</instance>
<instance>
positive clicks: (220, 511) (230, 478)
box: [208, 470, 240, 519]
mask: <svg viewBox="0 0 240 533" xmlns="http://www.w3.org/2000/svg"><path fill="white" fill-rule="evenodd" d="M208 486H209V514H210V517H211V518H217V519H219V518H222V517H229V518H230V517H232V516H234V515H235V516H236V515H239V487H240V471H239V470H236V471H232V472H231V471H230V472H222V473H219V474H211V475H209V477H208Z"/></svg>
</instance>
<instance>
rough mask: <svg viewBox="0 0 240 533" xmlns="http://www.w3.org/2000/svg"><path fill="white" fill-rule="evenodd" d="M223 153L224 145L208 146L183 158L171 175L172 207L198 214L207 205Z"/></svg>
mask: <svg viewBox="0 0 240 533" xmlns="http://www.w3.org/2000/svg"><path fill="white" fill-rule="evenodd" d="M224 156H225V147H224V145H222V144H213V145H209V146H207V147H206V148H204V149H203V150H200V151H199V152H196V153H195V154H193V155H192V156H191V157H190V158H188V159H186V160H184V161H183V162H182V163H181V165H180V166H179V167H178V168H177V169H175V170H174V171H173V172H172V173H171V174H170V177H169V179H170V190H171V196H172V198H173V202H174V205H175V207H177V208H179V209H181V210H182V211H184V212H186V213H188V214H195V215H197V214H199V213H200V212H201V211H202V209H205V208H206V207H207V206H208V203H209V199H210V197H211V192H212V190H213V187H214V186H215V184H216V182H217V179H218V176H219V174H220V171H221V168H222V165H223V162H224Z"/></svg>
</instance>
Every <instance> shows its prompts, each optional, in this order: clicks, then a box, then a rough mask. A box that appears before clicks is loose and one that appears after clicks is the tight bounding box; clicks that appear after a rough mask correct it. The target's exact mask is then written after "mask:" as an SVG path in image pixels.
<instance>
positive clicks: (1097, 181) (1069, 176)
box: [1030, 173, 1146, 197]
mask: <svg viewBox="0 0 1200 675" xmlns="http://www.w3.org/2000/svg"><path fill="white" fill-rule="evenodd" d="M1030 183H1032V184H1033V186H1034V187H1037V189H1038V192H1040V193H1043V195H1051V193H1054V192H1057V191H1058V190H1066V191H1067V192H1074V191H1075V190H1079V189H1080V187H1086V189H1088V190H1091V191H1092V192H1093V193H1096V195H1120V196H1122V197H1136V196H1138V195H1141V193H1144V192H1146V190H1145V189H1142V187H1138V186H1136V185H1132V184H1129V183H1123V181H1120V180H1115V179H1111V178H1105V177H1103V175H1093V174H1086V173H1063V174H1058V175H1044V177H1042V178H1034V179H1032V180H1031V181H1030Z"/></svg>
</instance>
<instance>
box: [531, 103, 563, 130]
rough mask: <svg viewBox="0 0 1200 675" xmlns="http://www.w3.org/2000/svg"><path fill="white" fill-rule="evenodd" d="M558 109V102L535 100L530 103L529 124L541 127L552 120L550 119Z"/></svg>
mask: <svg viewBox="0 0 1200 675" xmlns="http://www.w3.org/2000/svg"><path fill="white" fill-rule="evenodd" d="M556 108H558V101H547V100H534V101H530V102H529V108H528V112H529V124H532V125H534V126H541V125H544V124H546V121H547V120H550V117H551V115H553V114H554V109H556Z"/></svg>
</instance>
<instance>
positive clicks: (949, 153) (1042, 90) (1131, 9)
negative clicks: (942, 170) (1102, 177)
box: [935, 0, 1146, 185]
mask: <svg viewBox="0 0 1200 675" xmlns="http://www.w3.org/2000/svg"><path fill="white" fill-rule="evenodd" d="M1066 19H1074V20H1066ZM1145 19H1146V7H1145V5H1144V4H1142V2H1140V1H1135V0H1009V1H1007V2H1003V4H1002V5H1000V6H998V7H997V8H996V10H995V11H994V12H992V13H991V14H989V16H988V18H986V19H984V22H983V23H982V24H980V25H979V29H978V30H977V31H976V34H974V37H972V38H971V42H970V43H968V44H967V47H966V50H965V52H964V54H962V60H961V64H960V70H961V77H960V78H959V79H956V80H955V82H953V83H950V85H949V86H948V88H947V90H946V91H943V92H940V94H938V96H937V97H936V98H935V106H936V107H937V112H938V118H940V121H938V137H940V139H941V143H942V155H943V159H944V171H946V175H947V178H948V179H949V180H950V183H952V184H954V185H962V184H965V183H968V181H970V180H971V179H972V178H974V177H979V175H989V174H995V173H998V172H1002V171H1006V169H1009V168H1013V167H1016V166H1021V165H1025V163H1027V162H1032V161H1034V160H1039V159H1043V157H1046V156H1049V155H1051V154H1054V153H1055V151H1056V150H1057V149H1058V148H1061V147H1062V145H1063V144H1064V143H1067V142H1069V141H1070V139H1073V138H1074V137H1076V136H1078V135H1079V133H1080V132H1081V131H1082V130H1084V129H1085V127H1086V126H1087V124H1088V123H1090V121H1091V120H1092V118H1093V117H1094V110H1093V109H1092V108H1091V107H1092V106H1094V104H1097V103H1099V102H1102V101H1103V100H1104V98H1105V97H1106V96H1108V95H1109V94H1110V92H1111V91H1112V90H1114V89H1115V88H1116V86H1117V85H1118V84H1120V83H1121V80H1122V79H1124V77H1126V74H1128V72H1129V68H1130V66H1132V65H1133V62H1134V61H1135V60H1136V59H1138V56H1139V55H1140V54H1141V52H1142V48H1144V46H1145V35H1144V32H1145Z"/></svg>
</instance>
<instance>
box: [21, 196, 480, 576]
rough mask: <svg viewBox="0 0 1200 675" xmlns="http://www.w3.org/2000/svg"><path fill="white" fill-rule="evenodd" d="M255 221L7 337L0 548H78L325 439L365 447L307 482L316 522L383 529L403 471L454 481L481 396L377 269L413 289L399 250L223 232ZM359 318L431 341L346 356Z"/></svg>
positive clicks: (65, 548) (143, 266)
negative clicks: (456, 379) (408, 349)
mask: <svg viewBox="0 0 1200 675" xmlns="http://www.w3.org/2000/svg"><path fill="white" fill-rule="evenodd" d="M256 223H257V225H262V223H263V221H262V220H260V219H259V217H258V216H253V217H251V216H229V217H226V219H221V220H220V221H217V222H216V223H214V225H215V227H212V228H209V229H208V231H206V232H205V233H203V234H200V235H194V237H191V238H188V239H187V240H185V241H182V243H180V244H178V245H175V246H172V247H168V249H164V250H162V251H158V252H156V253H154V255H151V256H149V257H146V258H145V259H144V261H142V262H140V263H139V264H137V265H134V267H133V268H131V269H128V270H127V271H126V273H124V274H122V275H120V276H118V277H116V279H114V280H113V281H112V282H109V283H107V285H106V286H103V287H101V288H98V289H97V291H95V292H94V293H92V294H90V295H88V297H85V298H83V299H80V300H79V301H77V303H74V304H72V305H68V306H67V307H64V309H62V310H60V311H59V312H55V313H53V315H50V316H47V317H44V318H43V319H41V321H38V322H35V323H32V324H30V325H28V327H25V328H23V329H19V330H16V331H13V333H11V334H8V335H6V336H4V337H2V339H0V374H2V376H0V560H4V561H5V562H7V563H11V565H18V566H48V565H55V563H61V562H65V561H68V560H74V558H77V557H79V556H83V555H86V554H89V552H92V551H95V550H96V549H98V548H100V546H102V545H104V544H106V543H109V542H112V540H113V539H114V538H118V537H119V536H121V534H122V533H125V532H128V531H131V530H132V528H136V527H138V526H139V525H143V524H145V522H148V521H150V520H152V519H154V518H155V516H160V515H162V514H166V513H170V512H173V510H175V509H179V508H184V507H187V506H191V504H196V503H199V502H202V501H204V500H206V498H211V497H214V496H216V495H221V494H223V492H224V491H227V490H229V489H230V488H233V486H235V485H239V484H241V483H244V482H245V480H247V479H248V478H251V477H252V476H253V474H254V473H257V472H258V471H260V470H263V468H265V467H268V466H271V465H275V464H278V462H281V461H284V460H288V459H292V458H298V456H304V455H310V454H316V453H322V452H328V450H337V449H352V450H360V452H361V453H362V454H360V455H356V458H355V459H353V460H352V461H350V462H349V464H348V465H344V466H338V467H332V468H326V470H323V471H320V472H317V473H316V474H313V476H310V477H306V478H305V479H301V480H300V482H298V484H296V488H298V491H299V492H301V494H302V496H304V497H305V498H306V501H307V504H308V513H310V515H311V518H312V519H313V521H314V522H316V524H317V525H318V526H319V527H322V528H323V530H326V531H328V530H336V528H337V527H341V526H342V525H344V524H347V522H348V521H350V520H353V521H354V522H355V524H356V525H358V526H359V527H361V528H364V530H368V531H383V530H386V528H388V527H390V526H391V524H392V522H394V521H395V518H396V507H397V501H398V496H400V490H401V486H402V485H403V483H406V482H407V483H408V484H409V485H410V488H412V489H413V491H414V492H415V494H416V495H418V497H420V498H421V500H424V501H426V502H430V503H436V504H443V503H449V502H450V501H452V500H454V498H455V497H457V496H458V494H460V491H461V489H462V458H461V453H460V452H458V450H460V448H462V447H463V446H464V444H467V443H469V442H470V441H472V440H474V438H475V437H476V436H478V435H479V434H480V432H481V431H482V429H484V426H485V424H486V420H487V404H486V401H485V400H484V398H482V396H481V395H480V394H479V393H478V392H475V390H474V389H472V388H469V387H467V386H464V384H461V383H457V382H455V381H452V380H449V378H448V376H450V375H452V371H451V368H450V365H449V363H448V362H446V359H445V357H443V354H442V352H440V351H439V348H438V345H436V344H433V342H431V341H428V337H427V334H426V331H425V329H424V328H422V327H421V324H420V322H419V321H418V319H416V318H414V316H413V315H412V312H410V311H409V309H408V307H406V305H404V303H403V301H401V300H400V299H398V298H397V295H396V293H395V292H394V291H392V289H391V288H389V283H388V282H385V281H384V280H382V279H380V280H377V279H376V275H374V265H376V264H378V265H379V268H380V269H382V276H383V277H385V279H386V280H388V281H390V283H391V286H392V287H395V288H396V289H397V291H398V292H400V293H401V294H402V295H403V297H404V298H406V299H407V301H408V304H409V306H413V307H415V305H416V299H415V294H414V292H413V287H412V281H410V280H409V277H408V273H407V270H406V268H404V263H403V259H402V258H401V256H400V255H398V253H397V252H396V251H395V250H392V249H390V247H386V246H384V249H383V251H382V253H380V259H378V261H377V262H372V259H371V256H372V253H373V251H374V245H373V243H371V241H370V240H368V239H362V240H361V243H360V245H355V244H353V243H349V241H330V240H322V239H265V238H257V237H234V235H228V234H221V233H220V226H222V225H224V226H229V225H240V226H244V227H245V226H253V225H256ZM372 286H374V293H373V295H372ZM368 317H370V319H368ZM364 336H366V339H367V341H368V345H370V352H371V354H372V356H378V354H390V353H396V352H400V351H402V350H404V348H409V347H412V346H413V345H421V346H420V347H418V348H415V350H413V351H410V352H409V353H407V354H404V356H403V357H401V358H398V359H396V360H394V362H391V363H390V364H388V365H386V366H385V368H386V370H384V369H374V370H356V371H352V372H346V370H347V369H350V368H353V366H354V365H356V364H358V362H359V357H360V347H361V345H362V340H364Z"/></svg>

▬▬▬

Send back exactly the lines of the listing above starting at the one with "box: [21, 196, 480, 576]" and ending at the one with "positive clicks: (65, 548) (143, 266)", inclusive, and no others.

OUTPUT FOR THIS EXERCISE:
box: [21, 196, 480, 576]
rough mask: <svg viewBox="0 0 1200 675" xmlns="http://www.w3.org/2000/svg"><path fill="white" fill-rule="evenodd" d="M255 221L7 337L0 548H78L325 439L365 447L307 482L316 522L383 529L403 471L454 481L481 396L377 269L413 289L399 250L223 232ZM359 318L431 341L346 356Z"/></svg>
positive clicks: (65, 548) (143, 266)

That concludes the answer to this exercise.